• What is asked: Give the lines of the records below as a numbered list, omitting blank lines and leaving out the pictures.

• Extracted records:
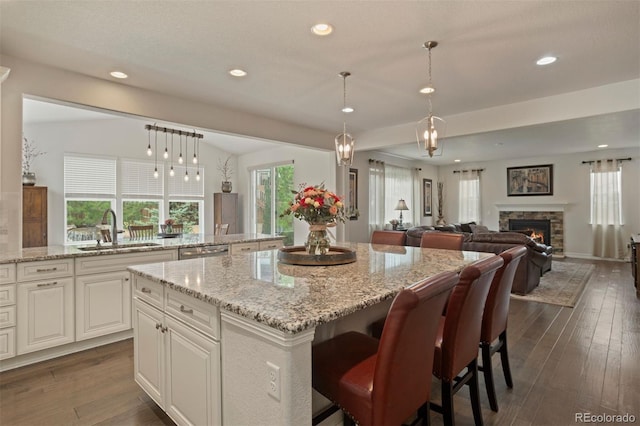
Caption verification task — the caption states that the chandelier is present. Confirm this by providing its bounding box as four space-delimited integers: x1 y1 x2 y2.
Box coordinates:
336 71 355 166
416 41 447 157
144 124 204 182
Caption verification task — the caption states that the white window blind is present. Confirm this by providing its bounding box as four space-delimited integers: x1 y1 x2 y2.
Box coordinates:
169 165 204 198
64 154 116 198
120 159 164 198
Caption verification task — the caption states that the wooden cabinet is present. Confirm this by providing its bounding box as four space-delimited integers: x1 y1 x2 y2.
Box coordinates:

• Worked answer:
1. Caption verification task — the caption states that the chandelier is present. Confirm this by providing its bounding box as four space-delimited integers: x1 y1 x2 y2.
2. Box coordinates:
3. 336 71 355 166
4. 416 41 447 157
5. 144 124 204 182
6. Caption verification task — the caption states that the white window blind is present. Confirm this by providing its bounding box as four space-delimited integers: x1 y1 x2 y2.
7. Box coordinates:
8. 169 165 204 198
9. 64 154 116 198
10. 120 159 164 198
11. Caption verification task — the caption states that the wooden cabinet is present. Confirm this by providing its bounding box as four space-delimited integers: x1 y1 x2 y2.
12. Box coordinates:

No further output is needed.